» **YOUR TASKS**
1 > List every ObanPowertools.Lifeline function that is called in the Lifeline passage.
2 > Carry the Lifeline passage forward from its final line.

» **PROVIDED PASSAGE**
Use it when you need a durable answer to “what looks broken right now?” and “what exact repair will we execute if an operator confirms it?”

Refresh executor heartbeats

Your host or runtime can upsert one durable heartbeat per executor identity:

ObanPowertools.Lifeline.refresh_heartbeats(MyApp.Repo, [
  %{
    executor_id: "app:oban:default:node-a:producer-1",
    node: "node-a",
    producer_scope: "producer-1"
  }
])

Project incidents from durable evidence

health_rows = ObanPowertools.Lifeline.list_executor_health(MyApp.Repo)
incidents = ObanPowertools.Lifeline.project_incidents(MyApp.Repo)

Current incident projection covers:

  • late and missing executors
  • dead-executor incidents backed by affected executing jobs
  • workflow-stuck incidents backed by persisted step blocker state

Preview a repair before any mutation

Preview is the important contract. Operators do not jump straight to mutation:

actor = %{id: "ops-1", permissions: [:preview_repair, :execute_repair]}

{:ok, preview} =
  ObanPowertools.Lifeline.preview_repair(MyApp.Repo, actor, %{
    incident_fingerprint: incident.incident_fingerprint,
    action: "job_rescue",
    target_type: "job",
    target_id: job.id
  })

» **DATA RECORDS**
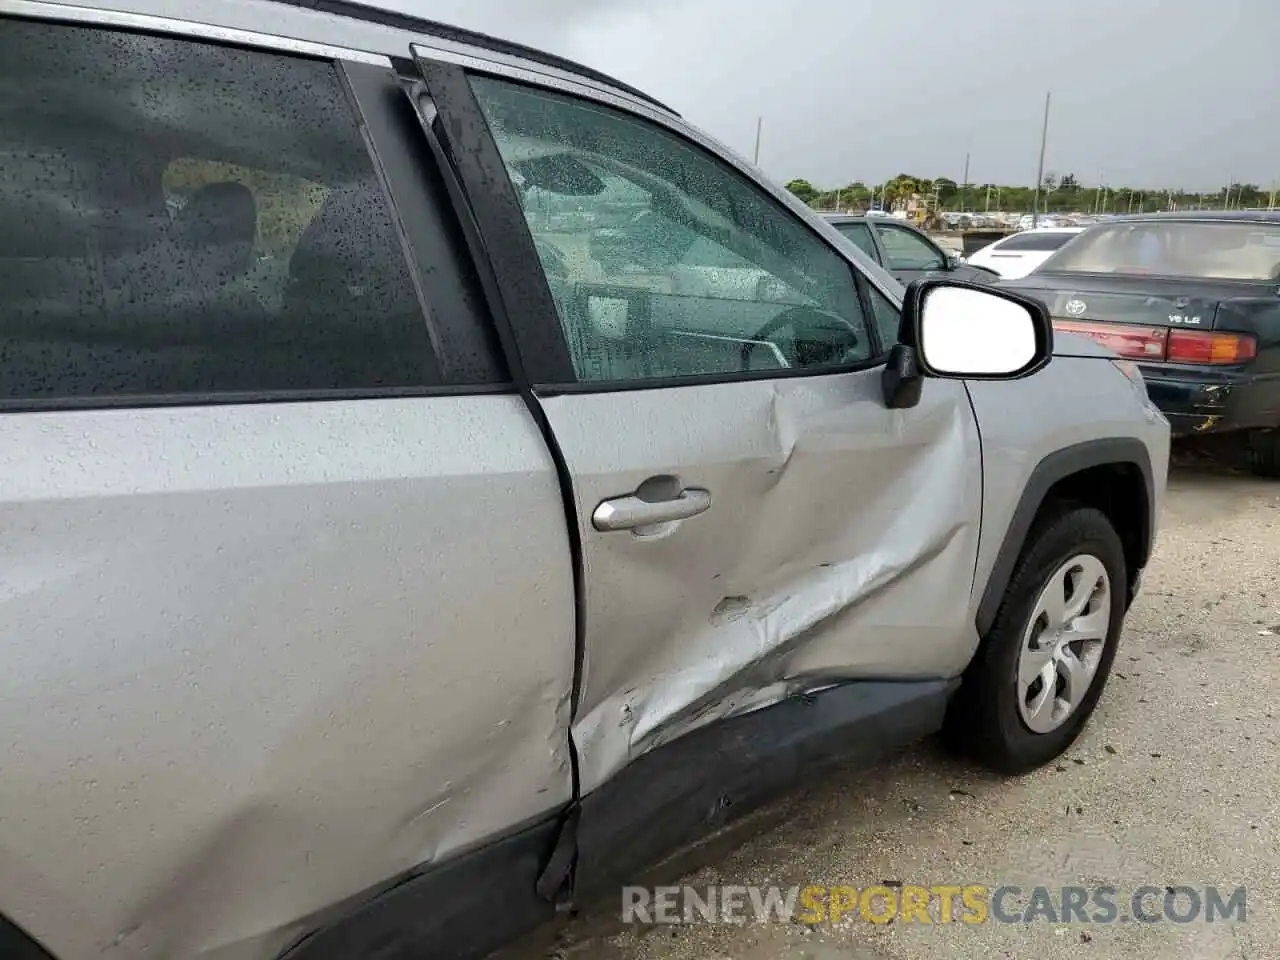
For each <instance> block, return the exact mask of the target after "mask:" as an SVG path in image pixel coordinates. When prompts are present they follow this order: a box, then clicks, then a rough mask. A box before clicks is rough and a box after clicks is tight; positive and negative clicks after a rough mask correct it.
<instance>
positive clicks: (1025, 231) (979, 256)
mask: <svg viewBox="0 0 1280 960" xmlns="http://www.w3.org/2000/svg"><path fill="white" fill-rule="evenodd" d="M1083 229H1084V228H1083V227H1038V228H1036V229H1033V230H1023V232H1020V233H1014V234H1010V236H1009V237H1004V238H1001V239H998V241H996V242H995V243H988V244H987V246H986V247H983V248H982V250H978V251H974V252H973V253H972V255H969V257H968V259H966V261H965V262H968V264H972V265H973V266H983V268H986V269H988V270H995V271H996V273H997V274H1000V275H1001V278H1002V279H1006V280H1007V279H1018V278H1020V276H1027V274H1029V273H1030V271H1032V270H1034V269H1036V268H1037V266H1039V265H1041V264H1043V262H1044V261H1046V260H1048V259H1050V257H1051V256H1052V255H1053V253H1055V252H1056V251H1057V250H1059V247H1061V246H1064V244H1065V243H1066V242H1068V241H1069V239H1071V237H1074V236H1075V234H1078V233H1080V230H1083Z"/></svg>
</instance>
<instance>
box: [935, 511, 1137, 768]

» **ANSWERS BY TASK**
1 >
refresh_heartbeats
list_executor_health
project_incidents
preview_repair

2 >
Preview behavior today:

  • authorization is host-owned through authorize/3
  • the preview is idempotent for the same ready plan
  • unsupported targets are rejected early
  • repair drift is detected before execution

Execute the repair with a reason

ObanPowertools.Lifeline.execute_repair(
  MyApp.Repo,
  actor,
  preview.preview_token,
  "Rescuing the orphaned job after node loss"
)

Execution behavior today:

  • reason text is enforced when required
  • the preview token is single-use
  • immutable audit evidence is written
  • the related incident is resolved only when the repair succeeds

Retention and pruning

The module also reports and prunes retention-managed records:

ObanPowertools.Lifeline.retention_status(MyApp.Repo)
ObanPowertools.Lifeline.run_archive_prune(MyApp.Repo, actor, reason: "scheduled retention")

Good fit

Use Lifeline when the app needs an operator-visible incident and repair model. If you only need background telemetry and alerts, this is more operator substrate than simple monitoring.